Work to complete:
Working from the entries below, give again each line from the first through the one containing "Target: windshield", exactly and with nothing else.

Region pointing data
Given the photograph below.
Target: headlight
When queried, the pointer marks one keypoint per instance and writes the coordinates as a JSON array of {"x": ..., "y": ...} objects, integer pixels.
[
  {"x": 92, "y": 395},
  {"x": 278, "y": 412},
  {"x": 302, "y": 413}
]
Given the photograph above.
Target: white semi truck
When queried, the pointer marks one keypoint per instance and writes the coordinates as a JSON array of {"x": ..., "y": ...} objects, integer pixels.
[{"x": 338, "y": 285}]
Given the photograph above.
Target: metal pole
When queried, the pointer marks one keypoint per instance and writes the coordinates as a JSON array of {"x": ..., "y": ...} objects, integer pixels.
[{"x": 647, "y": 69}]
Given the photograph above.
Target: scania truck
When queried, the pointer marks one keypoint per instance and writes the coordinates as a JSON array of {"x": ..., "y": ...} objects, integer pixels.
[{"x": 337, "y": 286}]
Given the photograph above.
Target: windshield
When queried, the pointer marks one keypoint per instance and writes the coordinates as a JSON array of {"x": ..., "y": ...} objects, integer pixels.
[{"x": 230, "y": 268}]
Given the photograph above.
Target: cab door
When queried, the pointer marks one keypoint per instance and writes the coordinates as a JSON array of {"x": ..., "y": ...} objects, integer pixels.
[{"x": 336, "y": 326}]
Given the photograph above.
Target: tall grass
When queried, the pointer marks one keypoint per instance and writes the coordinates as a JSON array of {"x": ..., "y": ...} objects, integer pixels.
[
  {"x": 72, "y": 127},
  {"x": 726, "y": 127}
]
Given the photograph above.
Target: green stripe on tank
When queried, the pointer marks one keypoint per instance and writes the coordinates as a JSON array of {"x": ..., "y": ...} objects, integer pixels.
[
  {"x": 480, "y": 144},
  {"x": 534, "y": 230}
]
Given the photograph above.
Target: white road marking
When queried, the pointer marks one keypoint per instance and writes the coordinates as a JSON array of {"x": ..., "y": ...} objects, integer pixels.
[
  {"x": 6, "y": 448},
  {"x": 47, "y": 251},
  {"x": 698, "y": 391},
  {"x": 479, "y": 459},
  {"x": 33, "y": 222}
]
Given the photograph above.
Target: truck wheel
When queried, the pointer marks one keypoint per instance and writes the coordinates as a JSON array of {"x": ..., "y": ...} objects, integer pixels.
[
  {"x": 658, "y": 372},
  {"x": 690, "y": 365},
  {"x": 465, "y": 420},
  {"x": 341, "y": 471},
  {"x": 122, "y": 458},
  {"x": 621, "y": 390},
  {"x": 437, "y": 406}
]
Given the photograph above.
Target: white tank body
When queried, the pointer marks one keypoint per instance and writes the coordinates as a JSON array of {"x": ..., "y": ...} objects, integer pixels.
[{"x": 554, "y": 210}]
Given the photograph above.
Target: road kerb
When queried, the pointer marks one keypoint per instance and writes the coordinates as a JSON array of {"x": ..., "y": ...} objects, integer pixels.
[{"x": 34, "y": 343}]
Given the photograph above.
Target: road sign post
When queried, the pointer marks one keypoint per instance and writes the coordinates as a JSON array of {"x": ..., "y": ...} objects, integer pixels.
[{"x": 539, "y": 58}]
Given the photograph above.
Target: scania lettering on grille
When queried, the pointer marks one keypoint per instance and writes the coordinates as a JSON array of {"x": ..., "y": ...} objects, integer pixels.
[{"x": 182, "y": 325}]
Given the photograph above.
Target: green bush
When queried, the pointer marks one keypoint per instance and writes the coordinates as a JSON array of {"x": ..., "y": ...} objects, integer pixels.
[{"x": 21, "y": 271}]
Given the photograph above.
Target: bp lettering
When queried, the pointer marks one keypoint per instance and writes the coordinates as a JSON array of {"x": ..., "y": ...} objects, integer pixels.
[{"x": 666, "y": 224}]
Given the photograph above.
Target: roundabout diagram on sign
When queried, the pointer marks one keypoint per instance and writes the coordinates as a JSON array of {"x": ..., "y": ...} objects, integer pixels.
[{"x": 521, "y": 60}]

Solution to this exercise:
Given the photograph below.
Target: headlight
When queried, the pointer marks one keypoint per instance and writes the coordinates as a JSON array of {"x": ..., "y": ...} objects, integer pixels.
[
  {"x": 92, "y": 395},
  {"x": 278, "y": 412},
  {"x": 302, "y": 413}
]
Given the photograph above.
Target: white semi truck
When queried, the pointer marks one keypoint per instance and writes the coordinates as a JSON array of {"x": ..., "y": ...} objects, integer pixels.
[{"x": 338, "y": 285}]
Given the photograph above.
Target: metal pole
When queried, the pointer marks one keypoint per instance and writes the coordinates as a JSON array of {"x": ..., "y": ...} objects, integer pixels.
[{"x": 647, "y": 69}]
Given the photograph above.
Target: scania truck
When queried, the pointer marks one keypoint per instance and writes the coordinates as a JSON array of {"x": ..., "y": ...} objects, integer pixels.
[{"x": 337, "y": 286}]
Given the photograph above.
Target: windshield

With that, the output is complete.